[DIRECTIONS] Would you retype all of these records exactly?

[EXERCISE INPUT]

★ ★ ★ ★ ★ ★ ★

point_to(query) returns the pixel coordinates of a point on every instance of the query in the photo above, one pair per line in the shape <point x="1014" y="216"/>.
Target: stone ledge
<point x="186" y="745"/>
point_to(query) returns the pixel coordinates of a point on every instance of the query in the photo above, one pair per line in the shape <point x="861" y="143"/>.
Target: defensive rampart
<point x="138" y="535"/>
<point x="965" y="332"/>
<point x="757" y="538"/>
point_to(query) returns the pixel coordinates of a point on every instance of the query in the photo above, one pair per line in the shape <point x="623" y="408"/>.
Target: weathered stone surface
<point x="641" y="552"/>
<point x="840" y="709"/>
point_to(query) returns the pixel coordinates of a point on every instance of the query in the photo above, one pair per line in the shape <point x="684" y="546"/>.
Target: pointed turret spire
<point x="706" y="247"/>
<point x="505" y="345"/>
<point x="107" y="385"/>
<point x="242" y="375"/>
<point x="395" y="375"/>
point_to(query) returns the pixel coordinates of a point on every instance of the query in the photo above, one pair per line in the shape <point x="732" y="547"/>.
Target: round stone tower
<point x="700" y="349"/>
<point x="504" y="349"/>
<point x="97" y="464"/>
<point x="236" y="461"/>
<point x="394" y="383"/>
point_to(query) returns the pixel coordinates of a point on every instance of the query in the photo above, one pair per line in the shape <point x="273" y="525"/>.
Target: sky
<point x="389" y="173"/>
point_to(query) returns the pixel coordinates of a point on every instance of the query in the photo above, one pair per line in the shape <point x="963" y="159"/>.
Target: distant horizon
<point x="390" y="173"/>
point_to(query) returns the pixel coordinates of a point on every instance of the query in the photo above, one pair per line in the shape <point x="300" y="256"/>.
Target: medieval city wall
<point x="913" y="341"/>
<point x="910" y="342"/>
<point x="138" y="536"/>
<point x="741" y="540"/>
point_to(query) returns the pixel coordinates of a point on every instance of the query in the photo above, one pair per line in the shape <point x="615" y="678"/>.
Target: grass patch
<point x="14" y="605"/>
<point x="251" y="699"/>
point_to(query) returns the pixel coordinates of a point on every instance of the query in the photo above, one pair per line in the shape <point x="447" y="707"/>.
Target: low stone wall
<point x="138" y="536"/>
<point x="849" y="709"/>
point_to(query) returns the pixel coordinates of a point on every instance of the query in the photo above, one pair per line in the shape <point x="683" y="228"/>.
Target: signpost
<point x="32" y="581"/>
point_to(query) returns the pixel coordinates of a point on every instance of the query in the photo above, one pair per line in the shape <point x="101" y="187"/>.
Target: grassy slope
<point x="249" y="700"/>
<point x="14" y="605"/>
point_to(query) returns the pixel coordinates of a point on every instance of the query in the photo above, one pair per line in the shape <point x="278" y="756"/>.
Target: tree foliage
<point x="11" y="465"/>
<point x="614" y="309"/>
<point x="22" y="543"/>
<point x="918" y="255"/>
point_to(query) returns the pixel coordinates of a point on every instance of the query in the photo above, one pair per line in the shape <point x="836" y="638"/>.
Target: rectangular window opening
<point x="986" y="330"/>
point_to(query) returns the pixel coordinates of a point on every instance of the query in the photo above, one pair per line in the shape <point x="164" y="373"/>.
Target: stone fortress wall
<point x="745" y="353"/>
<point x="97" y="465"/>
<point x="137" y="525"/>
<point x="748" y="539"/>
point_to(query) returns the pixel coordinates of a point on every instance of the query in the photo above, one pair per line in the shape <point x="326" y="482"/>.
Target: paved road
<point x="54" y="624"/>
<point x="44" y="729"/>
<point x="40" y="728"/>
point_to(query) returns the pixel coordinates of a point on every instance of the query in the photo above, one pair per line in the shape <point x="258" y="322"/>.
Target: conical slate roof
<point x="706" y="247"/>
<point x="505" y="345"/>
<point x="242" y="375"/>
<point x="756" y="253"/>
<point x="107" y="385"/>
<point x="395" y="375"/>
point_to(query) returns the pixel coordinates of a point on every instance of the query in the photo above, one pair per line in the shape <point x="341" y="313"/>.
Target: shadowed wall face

★ ★ ★ ★ ★ ★ ★

[TASK OUTPUT]
point_to(query) returns the pixel coordinates of a point on every instance of the query in the photo above, one pair per line in the shape <point x="1014" y="216"/>.
Target: stone ledge
<point x="186" y="745"/>
point_to(query) returns the pixel coordinates of a point on every instance of the query in the photo above, one pair per line in the shape <point x="861" y="143"/>.
Target: defensive rampart
<point x="138" y="535"/>
<point x="965" y="332"/>
<point x="757" y="538"/>
point_to(query) returns the pixel coordinates of a point on every instance of the query in the photo above, one pair per line in the shape <point x="623" y="408"/>.
Target: weathered stone surface
<point x="641" y="552"/>
<point x="840" y="709"/>
point_to(query) returns the pixel coordinates of a point on every instance of the query in the photo above, one pair per line in the shape <point x="684" y="546"/>.
Target: pointed turret spire
<point x="706" y="247"/>
<point x="505" y="345"/>
<point x="107" y="385"/>
<point x="242" y="375"/>
<point x="395" y="375"/>
point_to(query) returns the pixel coordinates of a point on every instance of the query in the photo above, one pair per line in the shape <point x="732" y="547"/>.
Target: round stone tower
<point x="700" y="349"/>
<point x="504" y="349"/>
<point x="97" y="464"/>
<point x="236" y="461"/>
<point x="394" y="383"/>
point_to(query) returns the pixel coordinates of a point on every instance of the query in the photo above, one pair per line in the shape <point x="273" y="525"/>.
Target: sky
<point x="389" y="173"/>
point_to(query) returns the pixel coordinates of a point on every instance of the query in the photo above, one pair per line in the shape <point x="963" y="159"/>.
Target: distant horizon
<point x="390" y="173"/>
point_to(query) returns the pixel coordinates of a point on every instance of the query in the photo above, one pair per line in the shape <point x="300" y="256"/>.
Target: medieval city wall
<point x="913" y="341"/>
<point x="910" y="342"/>
<point x="138" y="536"/>
<point x="741" y="540"/>
point_to(query) returns the pixel coordinates of a point on every instance of the query in the photo above, one pair per line in the shape <point x="615" y="678"/>.
Target: grass patch
<point x="14" y="605"/>
<point x="251" y="699"/>
point_to(query) returns the pixel coordinates of a point on every instance of the query in the photo above, one pair per line in the shape <point x="447" y="707"/>.
Target: low stone wall
<point x="138" y="536"/>
<point x="849" y="709"/>
point_to(query) returns the pixel coordinates of a point on every instance of the query in the photo above, one pair per line in the shape <point x="683" y="228"/>.
Target: signpost
<point x="32" y="581"/>
point_to(query) returns the pixel coordinates of a point on every instance of the query in the photo above, one pair per line in the shape <point x="101" y="187"/>.
Target: grassy slope
<point x="249" y="700"/>
<point x="14" y="605"/>
point_to(query) returns the pixel coordinates of a point on every instance of the query in the photo above, one pair per line in the shape <point x="278" y="756"/>.
Target: tree foliage
<point x="11" y="465"/>
<point x="614" y="309"/>
<point x="22" y="543"/>
<point x="918" y="255"/>
point_to(query) returns the pixel coordinates of a point on every instance of the query in the photo above, one pair per line in the shape <point x="836" y="638"/>.
Target: rectangular window opening
<point x="986" y="330"/>
point_to(query) returns the pixel coordinates of a point on every instance of the query in the photo above, one pair per line in the shape <point x="164" y="373"/>.
Target: stone fortress wall
<point x="745" y="353"/>
<point x="97" y="465"/>
<point x="137" y="525"/>
<point x="748" y="539"/>
point_to(query) returns the pixel coordinates of a point on every instance of the query in the photo above, one pair per line in the shape <point x="326" y="482"/>.
Target: paved road
<point x="54" y="624"/>
<point x="44" y="729"/>
<point x="40" y="728"/>
point_to(query) returns the pixel coordinates of a point on every instance of the query in the photo above, one pair per line in the shape <point x="258" y="322"/>.
Target: conical slate roof
<point x="706" y="247"/>
<point x="505" y="345"/>
<point x="242" y="375"/>
<point x="756" y="253"/>
<point x="107" y="385"/>
<point x="395" y="375"/>
point_to(query) returns the pixel coordinates of a point on every instance of the query in the photo above, one pair per line in the shape <point x="341" y="313"/>.
Target: shadowed wall face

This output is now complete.